-- Begin Task input --

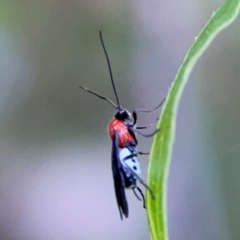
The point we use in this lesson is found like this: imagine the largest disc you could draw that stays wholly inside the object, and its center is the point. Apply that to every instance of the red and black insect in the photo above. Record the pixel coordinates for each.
(122, 130)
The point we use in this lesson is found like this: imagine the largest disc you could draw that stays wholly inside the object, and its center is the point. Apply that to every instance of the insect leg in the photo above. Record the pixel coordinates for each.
(136, 194)
(145, 127)
(143, 198)
(140, 180)
(145, 135)
(143, 153)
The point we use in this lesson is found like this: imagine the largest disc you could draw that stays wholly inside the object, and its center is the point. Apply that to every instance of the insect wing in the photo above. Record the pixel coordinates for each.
(118, 178)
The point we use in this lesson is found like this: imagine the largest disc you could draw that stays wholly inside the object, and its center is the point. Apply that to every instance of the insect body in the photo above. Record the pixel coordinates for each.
(122, 130)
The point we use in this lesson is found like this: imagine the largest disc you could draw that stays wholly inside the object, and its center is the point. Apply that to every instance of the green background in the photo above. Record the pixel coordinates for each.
(55, 173)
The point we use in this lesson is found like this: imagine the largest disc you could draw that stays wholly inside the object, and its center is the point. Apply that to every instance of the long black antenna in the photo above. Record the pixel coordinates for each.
(110, 70)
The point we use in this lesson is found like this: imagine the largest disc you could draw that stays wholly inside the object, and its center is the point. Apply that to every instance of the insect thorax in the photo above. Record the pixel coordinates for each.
(128, 158)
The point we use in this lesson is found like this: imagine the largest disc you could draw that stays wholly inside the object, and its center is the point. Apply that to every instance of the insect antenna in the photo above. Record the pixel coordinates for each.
(96, 94)
(150, 111)
(110, 70)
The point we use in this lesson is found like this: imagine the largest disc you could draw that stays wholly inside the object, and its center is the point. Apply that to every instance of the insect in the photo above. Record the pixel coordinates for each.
(126, 171)
(122, 130)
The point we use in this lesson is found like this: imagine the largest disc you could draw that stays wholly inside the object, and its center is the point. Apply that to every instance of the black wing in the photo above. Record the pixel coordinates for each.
(118, 178)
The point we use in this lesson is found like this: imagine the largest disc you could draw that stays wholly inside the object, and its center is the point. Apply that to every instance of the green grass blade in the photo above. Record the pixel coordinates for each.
(163, 142)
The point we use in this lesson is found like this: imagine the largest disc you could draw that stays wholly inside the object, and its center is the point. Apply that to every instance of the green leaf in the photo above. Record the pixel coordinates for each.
(163, 142)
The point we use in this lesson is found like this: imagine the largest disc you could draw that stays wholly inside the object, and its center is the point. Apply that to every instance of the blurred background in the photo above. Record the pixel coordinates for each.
(55, 171)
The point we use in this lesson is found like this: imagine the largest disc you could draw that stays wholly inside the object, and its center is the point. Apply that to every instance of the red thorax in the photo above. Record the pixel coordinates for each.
(122, 130)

-- End Task input --

### Directive
Beginning at the line of the material above that contains "the green leaf", set down every line word for word, and stop after the final line of the material.

### Result of the task
The point we use in this lesson is found like this: imagine the largest disc you could draw that stays wholly inside the object, and its center is the point. Apply that to every instance of the green leaf in the photo above. Record the pixel coordinates for each.
(163, 142)
The point we use in this lesson is found like this: imagine the largest disc you could draw that stays wholly inside the object, and its center is the point. Apply that to every instance of the blurred background in the photo above. Record the pixel coordinates for each.
(55, 171)
The point we use in this lesson is found like this: imagine the largest disc you could draw that stays wholly inside the object, and its center is the point. Apply that to every instance of the red thorax in the photo above. Record the pixel coordinates for each.
(122, 130)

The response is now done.